• **Source records**:
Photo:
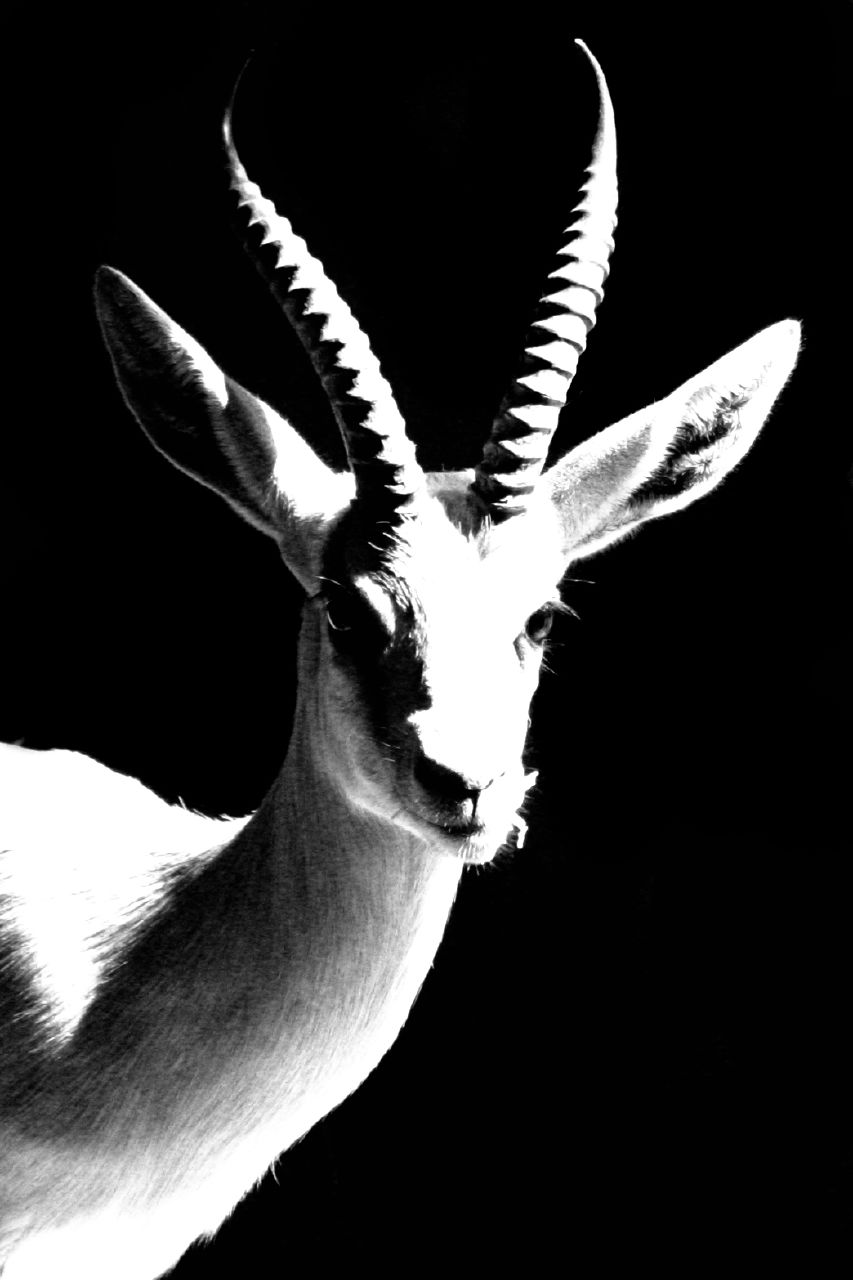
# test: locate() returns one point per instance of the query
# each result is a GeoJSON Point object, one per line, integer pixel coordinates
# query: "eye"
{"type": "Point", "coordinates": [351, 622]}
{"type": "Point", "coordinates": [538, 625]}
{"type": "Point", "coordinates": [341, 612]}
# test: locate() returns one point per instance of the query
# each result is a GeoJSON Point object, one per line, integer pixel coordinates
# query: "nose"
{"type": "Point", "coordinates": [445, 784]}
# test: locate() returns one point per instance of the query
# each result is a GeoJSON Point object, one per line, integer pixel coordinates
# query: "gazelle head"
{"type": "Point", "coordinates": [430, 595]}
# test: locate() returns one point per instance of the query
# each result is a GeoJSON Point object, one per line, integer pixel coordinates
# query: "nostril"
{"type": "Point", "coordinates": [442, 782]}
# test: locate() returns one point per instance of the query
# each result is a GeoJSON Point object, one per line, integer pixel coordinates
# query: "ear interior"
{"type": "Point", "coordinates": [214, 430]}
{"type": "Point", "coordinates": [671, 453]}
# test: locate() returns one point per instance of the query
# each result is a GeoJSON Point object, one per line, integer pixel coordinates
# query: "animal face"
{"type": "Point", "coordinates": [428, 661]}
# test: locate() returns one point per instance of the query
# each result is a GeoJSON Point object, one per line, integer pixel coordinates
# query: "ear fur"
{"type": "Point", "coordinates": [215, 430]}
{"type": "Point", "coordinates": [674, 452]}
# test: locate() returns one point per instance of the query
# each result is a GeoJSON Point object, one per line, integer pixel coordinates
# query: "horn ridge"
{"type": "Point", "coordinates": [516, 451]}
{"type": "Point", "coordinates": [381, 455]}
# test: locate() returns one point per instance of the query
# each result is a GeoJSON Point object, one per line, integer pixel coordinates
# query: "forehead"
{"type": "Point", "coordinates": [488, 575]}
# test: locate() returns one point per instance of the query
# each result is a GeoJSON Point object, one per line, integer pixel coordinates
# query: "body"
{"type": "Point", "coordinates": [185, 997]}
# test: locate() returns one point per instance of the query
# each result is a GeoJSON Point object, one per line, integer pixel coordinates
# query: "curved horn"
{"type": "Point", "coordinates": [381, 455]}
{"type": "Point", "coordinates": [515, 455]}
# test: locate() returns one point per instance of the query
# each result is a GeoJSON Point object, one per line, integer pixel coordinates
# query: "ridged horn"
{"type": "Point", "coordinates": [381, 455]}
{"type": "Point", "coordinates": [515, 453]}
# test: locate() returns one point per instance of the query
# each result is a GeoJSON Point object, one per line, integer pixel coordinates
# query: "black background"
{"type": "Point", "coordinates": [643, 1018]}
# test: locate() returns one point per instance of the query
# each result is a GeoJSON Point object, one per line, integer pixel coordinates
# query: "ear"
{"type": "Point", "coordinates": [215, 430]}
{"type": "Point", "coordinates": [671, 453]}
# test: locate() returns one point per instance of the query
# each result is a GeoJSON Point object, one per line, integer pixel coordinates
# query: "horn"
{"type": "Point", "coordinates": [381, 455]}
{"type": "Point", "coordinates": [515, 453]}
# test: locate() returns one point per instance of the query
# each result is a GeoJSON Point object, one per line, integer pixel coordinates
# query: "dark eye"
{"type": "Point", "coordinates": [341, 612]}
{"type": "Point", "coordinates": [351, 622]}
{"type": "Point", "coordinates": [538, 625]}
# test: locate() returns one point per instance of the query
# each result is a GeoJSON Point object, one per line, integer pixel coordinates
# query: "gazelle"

• **Goal of the exercise**: The answer must be the entries above, printed exactly, with no pictures.

• **Response box**:
Photo:
# test: locate() returns one point per instance of the query
# each result is a GeoJSON Point object, one per line, integer pixel coordinates
# query: "eye"
{"type": "Point", "coordinates": [351, 622]}
{"type": "Point", "coordinates": [538, 625]}
{"type": "Point", "coordinates": [341, 612]}
# test: locate() returns one point per instance of the query
# each result is a GeoJSON Point object, one per line, integer pixel coordinates
# query: "nose"
{"type": "Point", "coordinates": [445, 784]}
# test: locate() returns one point per instance of the query
# each result is a GeoJSON Point object, one per line, integer pixel coordinates
# query: "gazelle head"
{"type": "Point", "coordinates": [430, 595]}
# test: locate() returns one point per instance of the query
# each result is a GeoJSON Point object, one per line, integer pixel coordinates
# query: "nostril"
{"type": "Point", "coordinates": [442, 782]}
# test: locate() returns one point per instance of the query
# each result is a GeoJSON Point object, one per line, integer pixel coordinates
# query: "ear interior"
{"type": "Point", "coordinates": [214, 430]}
{"type": "Point", "coordinates": [671, 453]}
# test: locate() returns one point per instance of the query
# each result is a GeoJSON Point object, one per line, integer pixel coordinates
# query: "animal face"
{"type": "Point", "coordinates": [428, 661]}
# test: locate() returns one point per instance of the query
# each result is a GeoJSON Point object, one per line, integer pixel coordinates
# query: "ear fur"
{"type": "Point", "coordinates": [215, 430]}
{"type": "Point", "coordinates": [674, 452]}
# test: locate() returns one point per instance of the query
# each result is a GeoJSON Point object, one per line, integer pixel coordinates
# query: "horn ridge"
{"type": "Point", "coordinates": [516, 451]}
{"type": "Point", "coordinates": [381, 455]}
# test: locate() returns one point per instance of the query
# each result is a GeoJSON Point object, one per line, integer pixel coordinates
# query: "forehead"
{"type": "Point", "coordinates": [488, 575]}
# test: locate() returns one point per instance of the query
# each result is a GeoJSON Point object, one per line, integer pixel coordinates
# query: "body"
{"type": "Point", "coordinates": [185, 997]}
# test: locate() returns one point per instance of the query
# each result is a GeoJSON Point object, one per line, integer pixel coordinates
# query: "curved horn"
{"type": "Point", "coordinates": [381, 455]}
{"type": "Point", "coordinates": [515, 455]}
# test: locate() returns one point per instance of the query
# each result is a GeoJSON Point object, one per line, integer pixel coordinates
# query: "ridged horn"
{"type": "Point", "coordinates": [381, 455]}
{"type": "Point", "coordinates": [515, 453]}
# test: locate() returns one point per instance of the query
# each result is a GeoJSON Point object, one per line, integer pixel coordinates
# query: "black background"
{"type": "Point", "coordinates": [643, 1018]}
# test: locate() returns one point per instance of the query
# each result is a GeoJSON Point object, one per line, integer pixel coordinates
# query: "ear"
{"type": "Point", "coordinates": [215, 430]}
{"type": "Point", "coordinates": [671, 453]}
# test: locate() returns one point per instance of the query
# each result is a GeoJSON Point object, one per line, integer pixel coordinates
# query: "horn"
{"type": "Point", "coordinates": [381, 455]}
{"type": "Point", "coordinates": [515, 453]}
# test: locate() returns one point per instance of the query
# each result is a GeoJSON Point object, one per line, integer pixel coordinates
# query: "dark eye"
{"type": "Point", "coordinates": [341, 612]}
{"type": "Point", "coordinates": [351, 622]}
{"type": "Point", "coordinates": [538, 625]}
# test: locate() returns one point per instance of the query
# each result is a GeoJSON Point object, one per line, integer pixel coordinates
# query: "gazelle"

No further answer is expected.